▸ What is expected: Find every line below where the string "outlines" shows up, and copy those lines.

▸ Data to use:
_ _ _ _ _ _ _

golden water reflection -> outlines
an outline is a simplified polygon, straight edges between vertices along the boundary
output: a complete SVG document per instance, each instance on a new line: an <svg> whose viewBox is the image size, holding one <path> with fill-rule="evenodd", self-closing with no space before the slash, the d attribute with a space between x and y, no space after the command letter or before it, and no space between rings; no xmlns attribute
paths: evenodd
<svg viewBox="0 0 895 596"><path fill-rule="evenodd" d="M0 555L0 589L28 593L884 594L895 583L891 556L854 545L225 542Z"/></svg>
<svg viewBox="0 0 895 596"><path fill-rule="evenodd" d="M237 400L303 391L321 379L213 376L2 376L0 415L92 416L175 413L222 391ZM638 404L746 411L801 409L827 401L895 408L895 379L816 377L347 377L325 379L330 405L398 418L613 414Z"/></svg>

_ _ _ _ _ _ _

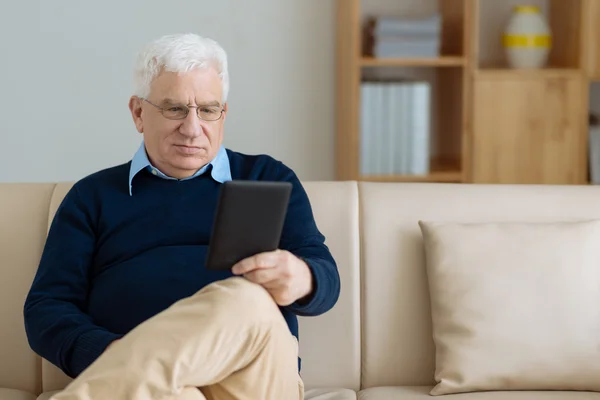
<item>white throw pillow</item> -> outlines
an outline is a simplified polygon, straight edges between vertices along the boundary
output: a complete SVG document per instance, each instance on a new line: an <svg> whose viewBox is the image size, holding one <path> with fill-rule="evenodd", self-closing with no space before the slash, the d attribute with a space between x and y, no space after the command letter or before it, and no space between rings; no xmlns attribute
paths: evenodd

_ _ _ _ _ _ _

▸ Output for this exercise:
golden water reflection -> outlines
<item>white throw pillow</item> -> outlines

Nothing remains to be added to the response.